[Source records]
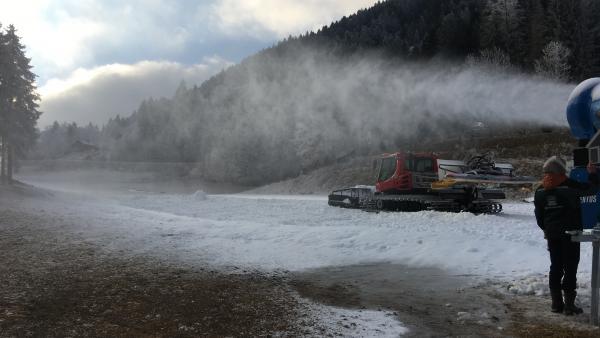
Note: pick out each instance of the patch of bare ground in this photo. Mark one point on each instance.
(434, 303)
(56, 286)
(531, 317)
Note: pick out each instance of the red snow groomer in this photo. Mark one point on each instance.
(422, 181)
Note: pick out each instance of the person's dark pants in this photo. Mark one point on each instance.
(564, 260)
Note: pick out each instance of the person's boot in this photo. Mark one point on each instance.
(570, 307)
(557, 302)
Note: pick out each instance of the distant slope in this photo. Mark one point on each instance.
(387, 77)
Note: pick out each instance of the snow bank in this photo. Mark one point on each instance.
(302, 232)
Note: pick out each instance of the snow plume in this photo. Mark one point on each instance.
(289, 109)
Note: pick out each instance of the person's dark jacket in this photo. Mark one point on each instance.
(558, 210)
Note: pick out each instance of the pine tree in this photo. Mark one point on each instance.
(18, 101)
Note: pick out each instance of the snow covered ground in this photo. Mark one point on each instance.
(294, 233)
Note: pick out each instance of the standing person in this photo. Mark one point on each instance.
(557, 209)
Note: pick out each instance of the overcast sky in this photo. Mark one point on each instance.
(99, 58)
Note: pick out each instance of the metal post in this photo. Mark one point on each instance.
(592, 235)
(595, 282)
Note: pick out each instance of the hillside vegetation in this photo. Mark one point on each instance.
(402, 74)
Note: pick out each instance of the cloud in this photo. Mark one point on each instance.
(260, 18)
(94, 95)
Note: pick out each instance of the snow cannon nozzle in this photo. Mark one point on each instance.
(583, 115)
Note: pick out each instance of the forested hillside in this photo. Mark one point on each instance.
(400, 74)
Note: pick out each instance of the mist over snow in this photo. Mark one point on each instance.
(282, 112)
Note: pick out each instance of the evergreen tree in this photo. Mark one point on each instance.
(18, 101)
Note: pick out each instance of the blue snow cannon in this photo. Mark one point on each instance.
(583, 114)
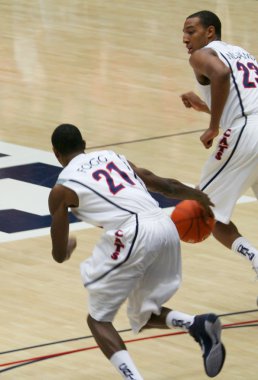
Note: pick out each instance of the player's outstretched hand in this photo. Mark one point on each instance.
(205, 202)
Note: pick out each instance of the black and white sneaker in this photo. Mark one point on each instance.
(206, 330)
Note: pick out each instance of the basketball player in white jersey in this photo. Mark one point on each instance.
(138, 256)
(228, 79)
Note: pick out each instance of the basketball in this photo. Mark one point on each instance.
(191, 225)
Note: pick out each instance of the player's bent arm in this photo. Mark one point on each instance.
(209, 69)
(60, 199)
(173, 188)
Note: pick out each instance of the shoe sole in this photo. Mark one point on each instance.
(213, 363)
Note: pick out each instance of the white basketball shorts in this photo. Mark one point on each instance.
(141, 262)
(232, 168)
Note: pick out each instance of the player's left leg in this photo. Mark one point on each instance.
(113, 348)
(204, 328)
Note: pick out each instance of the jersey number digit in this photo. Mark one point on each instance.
(98, 174)
(247, 72)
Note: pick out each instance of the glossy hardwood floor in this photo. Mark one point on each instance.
(116, 69)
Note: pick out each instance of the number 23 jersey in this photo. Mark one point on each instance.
(243, 94)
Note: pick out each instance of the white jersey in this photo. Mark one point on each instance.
(243, 96)
(108, 189)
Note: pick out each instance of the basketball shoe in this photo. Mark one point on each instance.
(255, 265)
(206, 330)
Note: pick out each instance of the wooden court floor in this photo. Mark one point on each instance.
(116, 69)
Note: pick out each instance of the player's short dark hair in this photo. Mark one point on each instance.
(207, 19)
(67, 139)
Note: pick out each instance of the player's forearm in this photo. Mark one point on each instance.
(219, 93)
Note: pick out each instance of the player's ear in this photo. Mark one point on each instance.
(211, 31)
(56, 152)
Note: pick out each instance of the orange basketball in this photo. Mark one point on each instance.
(192, 227)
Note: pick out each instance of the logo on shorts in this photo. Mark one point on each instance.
(223, 144)
(118, 244)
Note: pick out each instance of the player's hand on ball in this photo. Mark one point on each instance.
(206, 203)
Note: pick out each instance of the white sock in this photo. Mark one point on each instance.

- _PROBLEM_
Exclude images. Return the data above verbatim.

- _YOUR RESPONSE_
Note: pick out each instance of the patch of bare ground in this photo. Mark one point on each instance.
(434, 303)
(56, 286)
(531, 317)
Note: pick out each instance of the red snow groomer in this photo. Mark one point on each instance.
(422, 181)
Note: pick out each instance of the person's dark pants in this photo. Mark one point on each instance.
(564, 260)
Note: pick out each instance of the person's boot in this photo. Mark one point on each instance.
(570, 307)
(557, 302)
Note: pick out each instance of the distant slope in this photo. Mark one point on each instance.
(387, 77)
Note: pick out each instance of the snow bank in this photo. Mark one point on each instance.
(302, 232)
Note: pick out each instance of the snow plume in this photo. Mark one point on each instance.
(289, 109)
Note: pick out each instance of the person's dark jacket in this photo. Mark one point on each instance.
(558, 210)
Note: pick out each instance of the pine tree in this photo. Mark one point on each instance.
(18, 101)
Note: pick out each instance of the snow covered ground in this photo. Mark one point on each instance.
(294, 233)
Note: pick out each instance of the standing person in this photo. Mark one point on each instance.
(557, 209)
Note: pick out each instance of the overcast sky in this photo. Mark one point on each instance.
(99, 58)
Note: pick out each instance of the metal post in this photo. Mark one point on each instance.
(592, 235)
(595, 282)
Note: pick out each instance of the hillside vegetation in this photo. Mark one point on each instance.
(402, 74)
Note: pick out each instance of the cloud in this photo. Mark one point on each instance.
(260, 18)
(94, 95)
Note: pick out each instance of the snow cannon nozzle in this photo. Mark one point on each instance.
(583, 115)
Note: pick out each instance of the forested hillside in this photo. Mark one point on each instance.
(400, 74)
Note: pick out each instance of the mist over snow in this photo. Mark one point on each instance.
(282, 112)
Note: pick out each instance of the evergreen tree in this photo. Mark one point on each instance.
(18, 101)
Note: pick out each instance of the blue snow cannon in this photo. Mark one point on each instance.
(583, 114)
Note: pick out each instance of the player's outstretched hand in this photo. Mark one point on each instance.
(205, 202)
Note: pick out each instance of the black and white sneaker in this photo. Mark one point on each instance.
(206, 330)
Note: pick out each instance of the basketball player in white jersey in this photo. Mark one point on each instance.
(138, 256)
(228, 79)
Note: pick out each instance of the basketball in this photo. Mark one point on each instance.
(191, 225)
Note: pick out each instance of the player's bent arm in this photo. Mark one point on each instance.
(209, 69)
(60, 199)
(173, 188)
Note: pick out each instance of the shoe sole in this photo. Mark one point on each instance.
(213, 363)
Note: pick out each instance of the white basketball shorts in this photo. Mark one point on each instance.
(141, 262)
(232, 168)
Note: pick out each instance of the player's left leg in this photo. Mark one point on each instance.
(113, 348)
(204, 328)
Note: pick out each instance of the jersey number digit in this photo. Mark one point on each instance.
(98, 174)
(247, 72)
Note: pick out each instance of the glossy hardwood floor in this photo. Mark one point on each instance.
(116, 69)
Note: pick out each instance of the number 23 jersey in this photo. Mark one point on each instance.
(243, 94)
Note: pick out each instance of the white jersey in this photo. Mark one point on each instance.
(243, 96)
(108, 189)
Note: pick out each instance of the basketball shoe in this photo. Mark one point on each instance.
(255, 265)
(206, 330)
Note: pick out each instance of the wooden court floor in this photo. Mark one point on each instance.
(116, 69)
Note: pick out each instance of the player's short dark hair in this photo. Mark one point on each instance.
(207, 19)
(67, 139)
Note: pick out each instance of the player's forearm in this photo. Mark one point on each instance.
(219, 93)
Note: pick out each instance of the player's ear in this photo. Mark one point on each instance.
(211, 31)
(56, 152)
Note: pick out each instance of the orange basketball in this photo. Mark one point on each instance.
(192, 227)
Note: pick out each instance of the logo on shorts in this photo. Mark one point on each instance.
(223, 144)
(118, 244)
Note: pick out each instance of the player's hand on ball in this photo. Mark one point on each instance.
(206, 203)
Note: pick out each instance of the white sock in this photo. Mark one point on each instance.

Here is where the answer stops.